INSTRUCTIONS FOR THE TASK >>
The full set of entries below is to be returned unchanged.

SUPPLIED RECORDS >>

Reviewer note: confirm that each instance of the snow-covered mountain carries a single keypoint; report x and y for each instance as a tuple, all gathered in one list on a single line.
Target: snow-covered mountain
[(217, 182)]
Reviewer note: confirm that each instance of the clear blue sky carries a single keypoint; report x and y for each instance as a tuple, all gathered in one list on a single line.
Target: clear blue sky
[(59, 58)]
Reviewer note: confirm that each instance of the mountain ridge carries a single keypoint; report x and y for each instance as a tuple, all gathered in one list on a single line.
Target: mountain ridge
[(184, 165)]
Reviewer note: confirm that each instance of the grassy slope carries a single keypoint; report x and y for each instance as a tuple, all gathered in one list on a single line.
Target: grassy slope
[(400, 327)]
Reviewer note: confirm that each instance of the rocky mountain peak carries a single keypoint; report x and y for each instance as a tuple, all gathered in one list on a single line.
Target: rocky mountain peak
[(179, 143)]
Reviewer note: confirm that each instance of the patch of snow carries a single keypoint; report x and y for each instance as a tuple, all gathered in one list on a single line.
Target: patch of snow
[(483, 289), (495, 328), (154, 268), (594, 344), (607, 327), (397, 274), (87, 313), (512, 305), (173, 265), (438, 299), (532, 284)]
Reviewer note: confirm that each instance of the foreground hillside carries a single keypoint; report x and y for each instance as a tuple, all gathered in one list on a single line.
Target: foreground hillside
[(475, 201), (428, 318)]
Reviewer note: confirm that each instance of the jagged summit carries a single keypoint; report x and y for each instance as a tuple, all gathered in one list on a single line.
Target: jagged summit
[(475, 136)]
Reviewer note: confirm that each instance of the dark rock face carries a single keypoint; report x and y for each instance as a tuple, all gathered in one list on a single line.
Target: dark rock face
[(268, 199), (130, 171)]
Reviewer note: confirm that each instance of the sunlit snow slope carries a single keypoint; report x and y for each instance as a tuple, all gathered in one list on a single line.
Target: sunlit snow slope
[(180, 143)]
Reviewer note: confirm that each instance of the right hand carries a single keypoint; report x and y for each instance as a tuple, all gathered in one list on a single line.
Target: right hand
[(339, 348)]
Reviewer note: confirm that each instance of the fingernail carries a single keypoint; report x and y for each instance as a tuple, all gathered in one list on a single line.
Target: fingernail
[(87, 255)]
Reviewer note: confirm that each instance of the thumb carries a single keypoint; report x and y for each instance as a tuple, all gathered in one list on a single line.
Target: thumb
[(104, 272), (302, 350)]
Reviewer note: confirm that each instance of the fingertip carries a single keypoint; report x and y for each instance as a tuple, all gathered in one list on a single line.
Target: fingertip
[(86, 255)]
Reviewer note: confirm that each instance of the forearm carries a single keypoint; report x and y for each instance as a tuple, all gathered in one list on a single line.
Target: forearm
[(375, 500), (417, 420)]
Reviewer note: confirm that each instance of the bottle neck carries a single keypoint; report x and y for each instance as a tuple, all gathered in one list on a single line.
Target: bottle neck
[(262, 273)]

SOLUTION >>
Reviewer note: confirm that each instance of the snow-covered mountain carries a single keypoint; report x and y for each instance as a tuple, all gathered in one list on a single line.
Target: snow-covered mountain
[(217, 182)]
Reviewer note: confirm that each instance of the clear blue sky carries a single keypoint; report x and y for each instance as a tuple, all gathered in one list on a single line.
Target: clear blue sky
[(59, 58)]
Reviewer note: confirm that each instance of the mountain ridge carries a single keypoint; report x and y for each instance as a tuple, all gathered in one list on a single line.
Target: mountain ridge
[(184, 165)]
Reviewer note: confirm that each instance of the grassy slope carries a single keypoint; report x and y for each instance as a tuple, all gathered in one list on a single line.
Target: grassy slope
[(400, 327)]
Reviewer note: confirm that each instance of the rocky mountain peak carries a single keypoint; report x and y for each instance as a tuple, all gathered in one list on a single line.
Target: rocky mountain peak
[(179, 143)]
Reviewer note: confirm that each instance of the patch of snow carries a single keypoint; report x and y for each instance as a tuple, all gathered in one list on a single line.
Target: patch of snow
[(483, 289), (495, 328), (154, 268), (594, 344), (607, 327), (397, 274), (87, 313), (512, 305), (173, 265), (438, 299), (532, 284)]
Reviewer note: confirm that each instance of the foreground hillside carries a single keypoint; report x and y for each instance as a tuple, all gathered in one list on a single line.
Target: foreground hillside
[(475, 201), (428, 318)]
Reviewer note: confirm that each instance of the jagged summit carries a single keypoint; report x and y for each instance as a tuple, all gathered in one list on a single line.
Target: jagged summit
[(475, 136)]
Reviewer note: confirm that each instance of the dark rock face carries a single keypoint; report x and y for each instance as a tuple, all gathered in one list on a single line.
Target: dark rock face
[(268, 199), (130, 171)]
Reviewer note: confirm that each instance of the sunlit snow slope carries a single keypoint; report x and y for each instance as a tuple, all gathered in one list on a single line.
Target: sunlit snow slope
[(180, 143)]
Reviewer note: confirm that each instance of the right hand carries a single keypoint; report x and y for each instance as a tuple, all gathered in one list on a single line.
Target: right hand
[(339, 348)]
Reviewer note: confirm that each instance of the fingernail carries a single keypoint; report x and y for each instance as a tuple, all gathered in one list on a single line.
Target: fingernail
[(87, 255)]
Reviewer note: confirm that each instance of the thumb carries a single keypoint; report x and y for each instance as a tuple, all gathered in one list on a single line.
Target: thumb
[(104, 272), (302, 350)]
Reviewer note: confirm that each instance of the fingertip carries a single keypoint; report x and y for each instance as a tuple, all gathered in one list on a single line.
Target: fingertip
[(86, 255)]
Reviewer note: confirm that each instance of the forearm carries a single keypoint; report x and y for each instance as a tuple, all gathered in one list on a single line.
Target: forearm
[(375, 500), (417, 420)]
Reviewer note: confirm that each instance of the bottle neck carries a single keypoint; report x and y for each instance as a tuple, all gathered in one list on a single line.
Target: bottle neck
[(262, 273)]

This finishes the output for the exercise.